[Images for object localization]

────────────────

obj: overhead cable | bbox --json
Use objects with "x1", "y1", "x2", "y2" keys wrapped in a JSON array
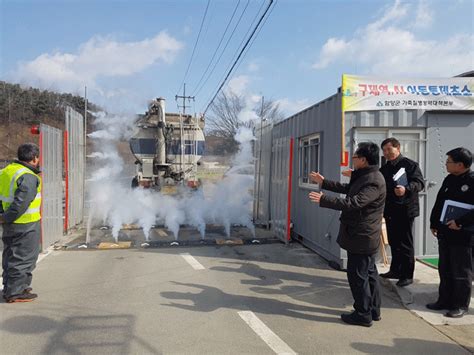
[
  {"x1": 200, "y1": 0, "x2": 264, "y2": 105},
  {"x1": 202, "y1": 0, "x2": 274, "y2": 115},
  {"x1": 193, "y1": 0, "x2": 250, "y2": 98},
  {"x1": 191, "y1": 0, "x2": 242, "y2": 96},
  {"x1": 177, "y1": 0, "x2": 211, "y2": 95},
  {"x1": 232, "y1": 0, "x2": 277, "y2": 74}
]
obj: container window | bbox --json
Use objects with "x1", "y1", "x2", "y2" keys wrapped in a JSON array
[{"x1": 299, "y1": 134, "x2": 320, "y2": 188}]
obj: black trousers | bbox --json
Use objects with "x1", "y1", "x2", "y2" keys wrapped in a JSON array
[
  {"x1": 347, "y1": 252, "x2": 381, "y2": 321},
  {"x1": 2, "y1": 222, "x2": 41, "y2": 298},
  {"x1": 437, "y1": 238, "x2": 472, "y2": 310},
  {"x1": 385, "y1": 212, "x2": 415, "y2": 279}
]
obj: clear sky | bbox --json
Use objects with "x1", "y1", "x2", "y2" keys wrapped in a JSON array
[{"x1": 1, "y1": 0, "x2": 473, "y2": 117}]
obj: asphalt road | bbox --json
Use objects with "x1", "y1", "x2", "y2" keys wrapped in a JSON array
[{"x1": 0, "y1": 243, "x2": 471, "y2": 354}]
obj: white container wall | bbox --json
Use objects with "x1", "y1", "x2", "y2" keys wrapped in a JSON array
[
  {"x1": 269, "y1": 136, "x2": 292, "y2": 243},
  {"x1": 253, "y1": 121, "x2": 273, "y2": 226},
  {"x1": 40, "y1": 124, "x2": 63, "y2": 249},
  {"x1": 65, "y1": 106, "x2": 85, "y2": 230}
]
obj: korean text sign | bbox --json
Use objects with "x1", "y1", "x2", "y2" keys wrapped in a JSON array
[{"x1": 342, "y1": 74, "x2": 474, "y2": 112}]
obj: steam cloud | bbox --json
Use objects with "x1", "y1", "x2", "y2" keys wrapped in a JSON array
[{"x1": 86, "y1": 112, "x2": 255, "y2": 243}]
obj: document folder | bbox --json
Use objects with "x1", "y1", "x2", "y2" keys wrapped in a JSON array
[
  {"x1": 393, "y1": 167, "x2": 408, "y2": 187},
  {"x1": 440, "y1": 199, "x2": 474, "y2": 232}
]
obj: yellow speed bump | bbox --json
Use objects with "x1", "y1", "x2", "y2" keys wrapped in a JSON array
[
  {"x1": 97, "y1": 242, "x2": 132, "y2": 249},
  {"x1": 121, "y1": 224, "x2": 140, "y2": 230},
  {"x1": 215, "y1": 238, "x2": 243, "y2": 245}
]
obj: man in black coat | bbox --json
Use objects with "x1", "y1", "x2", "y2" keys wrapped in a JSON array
[
  {"x1": 379, "y1": 138, "x2": 425, "y2": 287},
  {"x1": 309, "y1": 142, "x2": 386, "y2": 327},
  {"x1": 428, "y1": 147, "x2": 473, "y2": 318}
]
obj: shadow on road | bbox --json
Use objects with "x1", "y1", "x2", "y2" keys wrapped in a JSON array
[
  {"x1": 0, "y1": 314, "x2": 161, "y2": 354},
  {"x1": 352, "y1": 337, "x2": 471, "y2": 354},
  {"x1": 161, "y1": 281, "x2": 343, "y2": 324}
]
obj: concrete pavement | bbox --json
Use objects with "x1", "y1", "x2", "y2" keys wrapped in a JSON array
[
  {"x1": 378, "y1": 260, "x2": 474, "y2": 353},
  {"x1": 378, "y1": 261, "x2": 474, "y2": 326},
  {"x1": 0, "y1": 242, "x2": 471, "y2": 354}
]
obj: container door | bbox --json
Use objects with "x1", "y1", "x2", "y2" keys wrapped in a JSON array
[
  {"x1": 388, "y1": 130, "x2": 426, "y2": 256},
  {"x1": 353, "y1": 128, "x2": 427, "y2": 256},
  {"x1": 270, "y1": 136, "x2": 292, "y2": 243},
  {"x1": 425, "y1": 112, "x2": 474, "y2": 256},
  {"x1": 40, "y1": 124, "x2": 63, "y2": 250}
]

────────────────

(Your goal):
Exact reproduction of the entries above is required, with pictures excluded.

(Response area):
obj: overhead cable | bbox --json
Use objects with "x1", "y1", "x2", "y2" keys wrapped in a JSON array
[
  {"x1": 200, "y1": 0, "x2": 264, "y2": 105},
  {"x1": 202, "y1": 0, "x2": 274, "y2": 115},
  {"x1": 193, "y1": 0, "x2": 250, "y2": 98},
  {"x1": 191, "y1": 0, "x2": 242, "y2": 96},
  {"x1": 177, "y1": 0, "x2": 211, "y2": 95},
  {"x1": 232, "y1": 0, "x2": 277, "y2": 74}
]
obj: container window | bbox --json
Use objects with "x1", "y1", "x2", "y2" keys wrapped in a JSON array
[{"x1": 299, "y1": 134, "x2": 320, "y2": 188}]
obj: black trousers | bbox --json
Use objects with "x1", "y1", "x2", "y2" keys wrapped in a JSON array
[
  {"x1": 347, "y1": 252, "x2": 381, "y2": 321},
  {"x1": 2, "y1": 222, "x2": 41, "y2": 298},
  {"x1": 437, "y1": 238, "x2": 472, "y2": 310},
  {"x1": 385, "y1": 212, "x2": 415, "y2": 279}
]
obj: clear sky | bbox --json
Use objects with "x1", "y1", "x2", "y2" keys wrapped in a JSON array
[{"x1": 1, "y1": 0, "x2": 473, "y2": 117}]
obj: asphalt road | bbox --json
Use objects with "x1", "y1", "x2", "y2" keys wrapped in a JSON array
[{"x1": 0, "y1": 243, "x2": 471, "y2": 354}]
obj: white container wall | bbox --json
Use objects with "x1", "y1", "x2", "y2" keys wrapped in a JSON array
[
  {"x1": 269, "y1": 136, "x2": 292, "y2": 243},
  {"x1": 253, "y1": 121, "x2": 273, "y2": 226},
  {"x1": 40, "y1": 124, "x2": 63, "y2": 249},
  {"x1": 65, "y1": 106, "x2": 85, "y2": 230}
]
obj: korean text sign | bbox --json
Use objects with "x1", "y1", "x2", "y2" keys wrapped in a JSON array
[{"x1": 342, "y1": 74, "x2": 474, "y2": 112}]
obj: steam cloud | bbox --json
Use objects with "x1", "y1", "x2", "y2" keys wrapped in a JSON array
[{"x1": 86, "y1": 112, "x2": 255, "y2": 243}]
obj: document folder | bbox --json
Use objects with "x1", "y1", "x2", "y2" keys wrapped in a JSON array
[
  {"x1": 393, "y1": 167, "x2": 408, "y2": 187},
  {"x1": 440, "y1": 199, "x2": 474, "y2": 232}
]
obj: yellow speed bump | bbox --json
Use objects with "x1", "y1", "x2", "y2" keys wrapped in a JSON array
[
  {"x1": 97, "y1": 242, "x2": 132, "y2": 249},
  {"x1": 121, "y1": 224, "x2": 140, "y2": 230},
  {"x1": 215, "y1": 238, "x2": 243, "y2": 245}
]
obj: man in black coat | bbox --json
Use objects with "x1", "y1", "x2", "y2" keys wrapped in a JSON array
[
  {"x1": 379, "y1": 138, "x2": 425, "y2": 287},
  {"x1": 309, "y1": 142, "x2": 386, "y2": 327},
  {"x1": 428, "y1": 147, "x2": 473, "y2": 318}
]
obj: shadow on road | bbox --json
Use objects with "x1", "y1", "x2", "y2" keys wrapped in a JSON array
[
  {"x1": 0, "y1": 314, "x2": 161, "y2": 354},
  {"x1": 352, "y1": 337, "x2": 471, "y2": 354},
  {"x1": 161, "y1": 281, "x2": 343, "y2": 324}
]
obj: concrete pavement | bbox --json
Use objects with "x1", "y1", "x2", "y2" keys wrapped in a JSON array
[
  {"x1": 378, "y1": 260, "x2": 474, "y2": 353},
  {"x1": 378, "y1": 261, "x2": 474, "y2": 326},
  {"x1": 0, "y1": 242, "x2": 471, "y2": 354}
]
obj: container door | bbox --json
Use objects with "x1", "y1", "x2", "y2" keys wrapped in a JSON array
[
  {"x1": 388, "y1": 130, "x2": 426, "y2": 256},
  {"x1": 353, "y1": 128, "x2": 427, "y2": 256},
  {"x1": 270, "y1": 136, "x2": 292, "y2": 243},
  {"x1": 425, "y1": 112, "x2": 474, "y2": 256},
  {"x1": 40, "y1": 124, "x2": 63, "y2": 250}
]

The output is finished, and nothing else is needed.